• **Task to complete**: Rewrite the lines of every item below with "Security camera feed" substituted by "Webcam feed" and everything else unchanged. Leave the pictures out.

• **Photo labels with bounding boxes**:
========
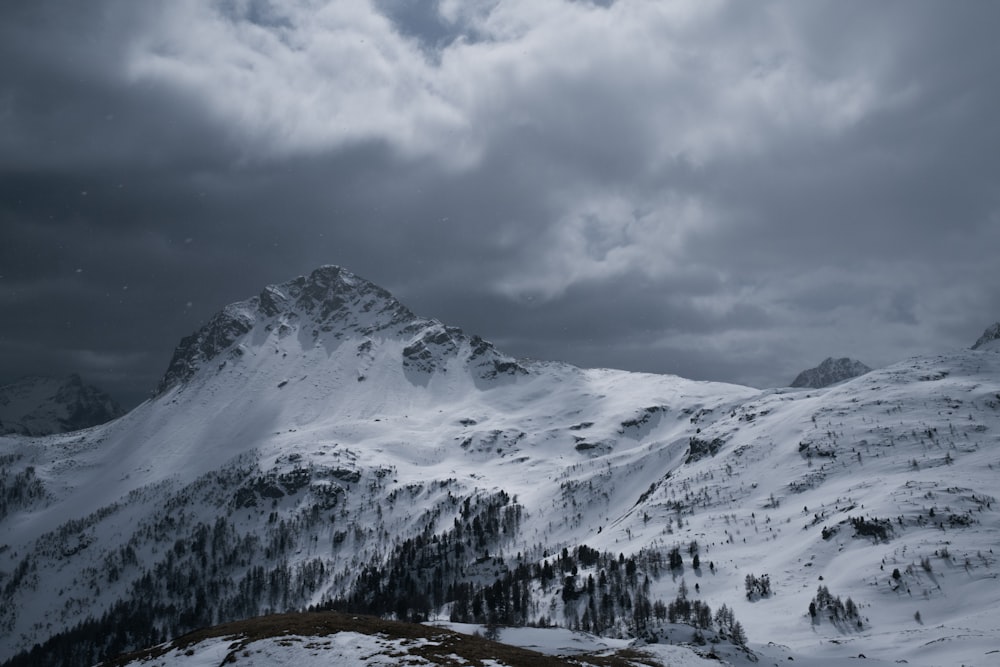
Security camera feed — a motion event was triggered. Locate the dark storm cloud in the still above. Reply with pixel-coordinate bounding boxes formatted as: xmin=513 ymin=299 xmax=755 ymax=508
xmin=0 ymin=0 xmax=1000 ymax=404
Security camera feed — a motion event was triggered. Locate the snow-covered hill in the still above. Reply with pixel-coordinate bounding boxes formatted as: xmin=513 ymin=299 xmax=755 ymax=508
xmin=792 ymin=357 xmax=871 ymax=389
xmin=0 ymin=374 xmax=123 ymax=436
xmin=972 ymin=322 xmax=1000 ymax=350
xmin=0 ymin=267 xmax=1000 ymax=665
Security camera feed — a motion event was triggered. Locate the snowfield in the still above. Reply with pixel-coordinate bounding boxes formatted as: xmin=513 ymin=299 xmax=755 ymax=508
xmin=0 ymin=267 xmax=1000 ymax=666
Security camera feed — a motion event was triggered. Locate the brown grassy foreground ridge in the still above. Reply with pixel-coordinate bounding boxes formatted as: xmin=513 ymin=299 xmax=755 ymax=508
xmin=102 ymin=611 xmax=660 ymax=667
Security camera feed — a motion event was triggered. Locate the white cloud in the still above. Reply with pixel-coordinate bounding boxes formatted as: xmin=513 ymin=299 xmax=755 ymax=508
xmin=129 ymin=0 xmax=877 ymax=166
========
• **Completed exercise**:
Webcam feed — a motion event was triggered. Locate the dark storm cloud in the still above. Reply with pixel-coordinate bounding boxes formatted as: xmin=513 ymin=299 xmax=755 ymax=508
xmin=0 ymin=0 xmax=1000 ymax=404
Webcam feed — a motion event was triggered. Locate the snow-covered hill in the still above. Reply with pixel-coordinate bounding boxes formatted as: xmin=513 ymin=299 xmax=755 ymax=508
xmin=792 ymin=357 xmax=871 ymax=389
xmin=0 ymin=374 xmax=123 ymax=436
xmin=972 ymin=322 xmax=1000 ymax=350
xmin=0 ymin=267 xmax=1000 ymax=665
Webcam feed — a motion event was triggered. Locate the snowfield in the still above. Reply with pixel-coordinate bounding boxes formatted as: xmin=513 ymin=299 xmax=755 ymax=508
xmin=0 ymin=267 xmax=1000 ymax=666
Webcam feed — a motion event was triggered. Locate the brown grassy foreground ridge in the still above. Reply with pixel-coordinate bounding boxes formatted as: xmin=513 ymin=299 xmax=755 ymax=508
xmin=102 ymin=611 xmax=660 ymax=667
Webcam feed — a motion event was triggered. Locate the white cloud in the still above. Reply with pixel-coordinate bounding boxes formatted as: xmin=513 ymin=299 xmax=755 ymax=508
xmin=129 ymin=0 xmax=877 ymax=166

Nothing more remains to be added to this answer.